--- WHAT TO DO ---
Within the data that follows, tally every line containing "target". Provide only the tally.

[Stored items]
Content starts

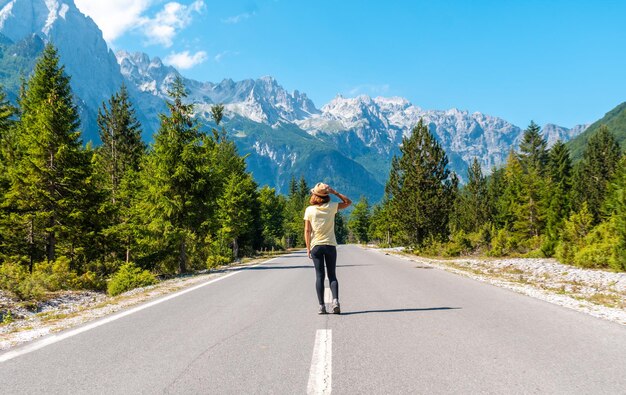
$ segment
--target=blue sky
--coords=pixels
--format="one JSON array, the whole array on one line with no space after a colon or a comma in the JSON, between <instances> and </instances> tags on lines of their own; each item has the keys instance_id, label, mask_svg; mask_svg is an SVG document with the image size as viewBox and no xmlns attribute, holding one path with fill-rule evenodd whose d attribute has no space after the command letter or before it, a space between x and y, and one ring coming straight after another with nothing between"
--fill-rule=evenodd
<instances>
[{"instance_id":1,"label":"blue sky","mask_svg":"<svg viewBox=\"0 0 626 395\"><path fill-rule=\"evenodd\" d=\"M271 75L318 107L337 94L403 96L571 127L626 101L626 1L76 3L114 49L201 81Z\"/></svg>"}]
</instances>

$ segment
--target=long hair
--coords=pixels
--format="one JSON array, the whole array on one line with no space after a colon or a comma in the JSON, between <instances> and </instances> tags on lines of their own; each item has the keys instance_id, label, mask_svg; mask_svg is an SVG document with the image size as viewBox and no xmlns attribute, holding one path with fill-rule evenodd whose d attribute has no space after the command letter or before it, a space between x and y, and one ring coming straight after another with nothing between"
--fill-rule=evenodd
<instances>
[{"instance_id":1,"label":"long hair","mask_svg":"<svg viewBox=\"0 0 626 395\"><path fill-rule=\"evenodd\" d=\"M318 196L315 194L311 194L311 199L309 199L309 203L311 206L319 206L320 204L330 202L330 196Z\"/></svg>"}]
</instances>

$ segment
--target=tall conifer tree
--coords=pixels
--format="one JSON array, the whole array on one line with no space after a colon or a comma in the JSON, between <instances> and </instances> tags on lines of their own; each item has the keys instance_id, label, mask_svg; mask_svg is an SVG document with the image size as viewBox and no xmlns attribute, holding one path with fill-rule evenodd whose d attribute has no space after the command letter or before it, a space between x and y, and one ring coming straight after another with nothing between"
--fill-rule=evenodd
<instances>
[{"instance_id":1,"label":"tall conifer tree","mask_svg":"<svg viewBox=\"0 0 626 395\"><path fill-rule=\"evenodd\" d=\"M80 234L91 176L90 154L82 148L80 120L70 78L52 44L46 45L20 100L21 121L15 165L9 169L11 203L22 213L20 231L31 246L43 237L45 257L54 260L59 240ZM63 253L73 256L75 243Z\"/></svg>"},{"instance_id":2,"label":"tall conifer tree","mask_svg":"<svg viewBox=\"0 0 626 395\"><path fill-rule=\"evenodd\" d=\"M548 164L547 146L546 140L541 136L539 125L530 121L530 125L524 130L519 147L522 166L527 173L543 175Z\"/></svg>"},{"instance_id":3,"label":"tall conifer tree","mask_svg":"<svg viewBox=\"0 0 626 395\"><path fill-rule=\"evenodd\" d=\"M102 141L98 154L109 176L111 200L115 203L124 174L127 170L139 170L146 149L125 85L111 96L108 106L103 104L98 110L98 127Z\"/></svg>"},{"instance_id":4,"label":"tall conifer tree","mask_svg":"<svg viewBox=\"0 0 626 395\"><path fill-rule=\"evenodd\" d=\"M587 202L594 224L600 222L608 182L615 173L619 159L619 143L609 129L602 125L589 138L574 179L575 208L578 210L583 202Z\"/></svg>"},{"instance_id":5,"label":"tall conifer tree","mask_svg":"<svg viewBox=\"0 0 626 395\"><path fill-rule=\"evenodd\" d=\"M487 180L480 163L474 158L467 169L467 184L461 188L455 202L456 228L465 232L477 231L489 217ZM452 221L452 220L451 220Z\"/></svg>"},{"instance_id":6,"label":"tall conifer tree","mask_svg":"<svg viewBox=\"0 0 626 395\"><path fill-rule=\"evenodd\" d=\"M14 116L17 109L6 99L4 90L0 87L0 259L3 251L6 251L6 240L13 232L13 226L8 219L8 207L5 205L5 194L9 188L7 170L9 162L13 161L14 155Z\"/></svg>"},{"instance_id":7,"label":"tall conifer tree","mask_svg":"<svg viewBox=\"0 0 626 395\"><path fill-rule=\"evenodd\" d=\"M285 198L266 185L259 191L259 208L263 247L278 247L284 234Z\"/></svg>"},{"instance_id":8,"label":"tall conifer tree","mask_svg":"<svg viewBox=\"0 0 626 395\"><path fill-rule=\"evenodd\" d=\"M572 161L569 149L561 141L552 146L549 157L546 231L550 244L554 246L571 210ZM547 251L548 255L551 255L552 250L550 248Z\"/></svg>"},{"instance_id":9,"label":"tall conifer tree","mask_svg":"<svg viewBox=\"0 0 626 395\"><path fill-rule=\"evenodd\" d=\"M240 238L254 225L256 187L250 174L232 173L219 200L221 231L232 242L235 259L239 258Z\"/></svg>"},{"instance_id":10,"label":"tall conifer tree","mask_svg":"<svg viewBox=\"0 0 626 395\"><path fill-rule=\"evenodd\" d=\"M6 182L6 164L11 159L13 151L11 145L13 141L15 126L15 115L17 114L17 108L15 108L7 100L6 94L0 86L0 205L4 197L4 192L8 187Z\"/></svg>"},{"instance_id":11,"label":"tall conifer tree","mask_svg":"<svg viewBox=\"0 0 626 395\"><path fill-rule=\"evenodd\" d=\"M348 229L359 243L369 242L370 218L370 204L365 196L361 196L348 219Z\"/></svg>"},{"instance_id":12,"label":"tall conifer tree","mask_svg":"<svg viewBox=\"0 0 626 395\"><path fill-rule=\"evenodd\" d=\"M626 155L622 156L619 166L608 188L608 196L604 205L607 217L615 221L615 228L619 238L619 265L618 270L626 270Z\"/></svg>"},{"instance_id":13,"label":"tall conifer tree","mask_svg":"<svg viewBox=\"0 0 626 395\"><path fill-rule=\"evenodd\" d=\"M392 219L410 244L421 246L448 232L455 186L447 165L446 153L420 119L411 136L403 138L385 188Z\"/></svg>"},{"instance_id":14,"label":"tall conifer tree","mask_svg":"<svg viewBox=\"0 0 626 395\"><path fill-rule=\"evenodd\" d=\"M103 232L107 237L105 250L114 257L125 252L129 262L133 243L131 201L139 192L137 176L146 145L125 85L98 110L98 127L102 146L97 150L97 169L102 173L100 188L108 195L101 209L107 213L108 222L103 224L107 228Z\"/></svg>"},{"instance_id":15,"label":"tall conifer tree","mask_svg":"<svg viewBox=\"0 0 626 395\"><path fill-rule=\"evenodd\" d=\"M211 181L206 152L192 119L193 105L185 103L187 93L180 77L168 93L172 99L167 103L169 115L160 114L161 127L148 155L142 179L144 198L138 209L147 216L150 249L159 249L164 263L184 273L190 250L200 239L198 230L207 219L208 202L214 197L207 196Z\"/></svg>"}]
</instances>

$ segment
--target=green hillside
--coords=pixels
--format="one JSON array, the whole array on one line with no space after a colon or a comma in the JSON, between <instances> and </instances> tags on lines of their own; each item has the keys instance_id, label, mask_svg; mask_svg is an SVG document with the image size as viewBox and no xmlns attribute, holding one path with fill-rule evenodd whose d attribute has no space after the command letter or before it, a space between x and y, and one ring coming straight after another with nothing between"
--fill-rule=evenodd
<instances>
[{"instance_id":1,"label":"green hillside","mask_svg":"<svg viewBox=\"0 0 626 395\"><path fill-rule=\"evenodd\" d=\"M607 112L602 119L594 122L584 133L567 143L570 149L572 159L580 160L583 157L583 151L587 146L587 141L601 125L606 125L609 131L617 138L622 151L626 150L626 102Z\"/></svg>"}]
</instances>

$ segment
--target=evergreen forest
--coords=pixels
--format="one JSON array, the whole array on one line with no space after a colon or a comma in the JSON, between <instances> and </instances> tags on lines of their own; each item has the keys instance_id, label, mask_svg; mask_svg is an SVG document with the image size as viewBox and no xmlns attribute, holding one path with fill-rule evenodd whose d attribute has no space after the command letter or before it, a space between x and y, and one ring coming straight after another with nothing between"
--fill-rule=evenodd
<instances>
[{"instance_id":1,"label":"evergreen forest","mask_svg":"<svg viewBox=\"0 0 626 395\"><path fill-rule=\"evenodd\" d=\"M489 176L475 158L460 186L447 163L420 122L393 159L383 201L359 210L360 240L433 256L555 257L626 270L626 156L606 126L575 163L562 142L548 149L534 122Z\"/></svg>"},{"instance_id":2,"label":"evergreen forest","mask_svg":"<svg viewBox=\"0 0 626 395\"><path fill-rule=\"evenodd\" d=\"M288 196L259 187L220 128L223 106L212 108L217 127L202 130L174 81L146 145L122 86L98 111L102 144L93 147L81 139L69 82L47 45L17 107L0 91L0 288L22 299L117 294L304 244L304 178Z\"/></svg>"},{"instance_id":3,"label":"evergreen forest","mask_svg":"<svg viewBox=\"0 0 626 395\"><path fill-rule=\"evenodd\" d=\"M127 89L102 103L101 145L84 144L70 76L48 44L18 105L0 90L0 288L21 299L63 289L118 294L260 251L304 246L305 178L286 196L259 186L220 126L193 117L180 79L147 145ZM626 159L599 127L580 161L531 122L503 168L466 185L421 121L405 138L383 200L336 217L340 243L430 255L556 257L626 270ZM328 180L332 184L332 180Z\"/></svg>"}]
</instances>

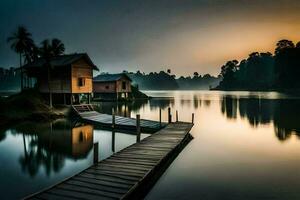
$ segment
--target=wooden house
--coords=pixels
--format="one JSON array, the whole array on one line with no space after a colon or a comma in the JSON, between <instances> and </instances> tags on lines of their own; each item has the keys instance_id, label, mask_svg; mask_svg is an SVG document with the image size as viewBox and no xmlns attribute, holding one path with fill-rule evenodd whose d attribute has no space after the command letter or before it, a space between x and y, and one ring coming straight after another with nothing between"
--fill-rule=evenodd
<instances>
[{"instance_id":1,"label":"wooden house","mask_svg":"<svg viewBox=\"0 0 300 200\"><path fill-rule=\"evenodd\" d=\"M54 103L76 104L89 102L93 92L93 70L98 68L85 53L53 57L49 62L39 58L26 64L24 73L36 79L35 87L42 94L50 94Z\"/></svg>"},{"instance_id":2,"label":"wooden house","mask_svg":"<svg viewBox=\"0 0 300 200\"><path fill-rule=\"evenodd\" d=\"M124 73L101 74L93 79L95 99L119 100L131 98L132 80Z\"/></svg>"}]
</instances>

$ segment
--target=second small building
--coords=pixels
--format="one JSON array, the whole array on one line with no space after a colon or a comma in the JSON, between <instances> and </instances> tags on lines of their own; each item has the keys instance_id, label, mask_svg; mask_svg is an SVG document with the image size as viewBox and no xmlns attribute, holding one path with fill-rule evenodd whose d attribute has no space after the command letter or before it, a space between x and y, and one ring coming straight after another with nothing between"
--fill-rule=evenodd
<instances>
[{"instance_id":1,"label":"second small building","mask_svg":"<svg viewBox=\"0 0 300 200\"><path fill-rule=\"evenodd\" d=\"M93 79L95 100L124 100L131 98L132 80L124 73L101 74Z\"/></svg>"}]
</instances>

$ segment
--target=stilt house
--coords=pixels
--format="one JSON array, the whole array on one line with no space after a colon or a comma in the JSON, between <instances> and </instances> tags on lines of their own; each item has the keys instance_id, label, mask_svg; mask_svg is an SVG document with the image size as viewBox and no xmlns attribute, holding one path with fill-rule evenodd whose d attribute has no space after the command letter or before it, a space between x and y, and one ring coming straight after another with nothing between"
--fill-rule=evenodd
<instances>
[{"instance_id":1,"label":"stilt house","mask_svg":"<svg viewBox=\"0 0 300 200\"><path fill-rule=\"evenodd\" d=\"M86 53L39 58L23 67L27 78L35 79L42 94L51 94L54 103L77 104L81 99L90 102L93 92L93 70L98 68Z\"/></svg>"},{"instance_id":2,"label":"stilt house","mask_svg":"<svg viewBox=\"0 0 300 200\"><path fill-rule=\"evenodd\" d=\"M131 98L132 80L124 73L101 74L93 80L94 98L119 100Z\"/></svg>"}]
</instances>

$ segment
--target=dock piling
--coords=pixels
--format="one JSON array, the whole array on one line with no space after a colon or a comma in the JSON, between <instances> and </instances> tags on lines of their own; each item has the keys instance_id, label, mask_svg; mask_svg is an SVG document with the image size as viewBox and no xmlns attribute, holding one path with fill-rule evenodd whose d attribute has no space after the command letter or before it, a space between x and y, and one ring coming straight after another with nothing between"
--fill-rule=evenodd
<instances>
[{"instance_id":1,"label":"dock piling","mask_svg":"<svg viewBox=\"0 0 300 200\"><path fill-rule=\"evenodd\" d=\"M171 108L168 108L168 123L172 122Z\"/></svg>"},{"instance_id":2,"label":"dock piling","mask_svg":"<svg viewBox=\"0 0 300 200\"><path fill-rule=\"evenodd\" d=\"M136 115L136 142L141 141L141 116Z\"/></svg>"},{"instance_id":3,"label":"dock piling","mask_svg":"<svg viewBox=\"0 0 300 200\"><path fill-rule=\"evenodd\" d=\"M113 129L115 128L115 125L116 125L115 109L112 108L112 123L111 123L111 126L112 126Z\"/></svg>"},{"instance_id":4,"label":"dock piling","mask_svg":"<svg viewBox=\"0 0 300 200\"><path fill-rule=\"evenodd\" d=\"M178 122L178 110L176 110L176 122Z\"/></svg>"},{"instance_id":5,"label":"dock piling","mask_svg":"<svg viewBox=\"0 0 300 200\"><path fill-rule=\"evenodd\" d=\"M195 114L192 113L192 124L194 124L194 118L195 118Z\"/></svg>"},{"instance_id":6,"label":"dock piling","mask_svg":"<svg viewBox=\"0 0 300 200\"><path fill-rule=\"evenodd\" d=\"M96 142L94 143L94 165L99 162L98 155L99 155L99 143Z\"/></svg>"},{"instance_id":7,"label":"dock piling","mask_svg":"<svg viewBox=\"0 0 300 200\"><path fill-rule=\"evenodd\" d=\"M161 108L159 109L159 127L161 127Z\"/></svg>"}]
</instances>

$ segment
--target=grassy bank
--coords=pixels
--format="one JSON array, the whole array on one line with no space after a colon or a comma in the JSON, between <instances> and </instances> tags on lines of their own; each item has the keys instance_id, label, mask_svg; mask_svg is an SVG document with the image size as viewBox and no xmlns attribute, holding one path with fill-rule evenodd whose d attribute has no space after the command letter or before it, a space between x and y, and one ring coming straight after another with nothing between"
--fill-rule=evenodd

Content ends

--- REPLY TO THE EXERCISE ---
10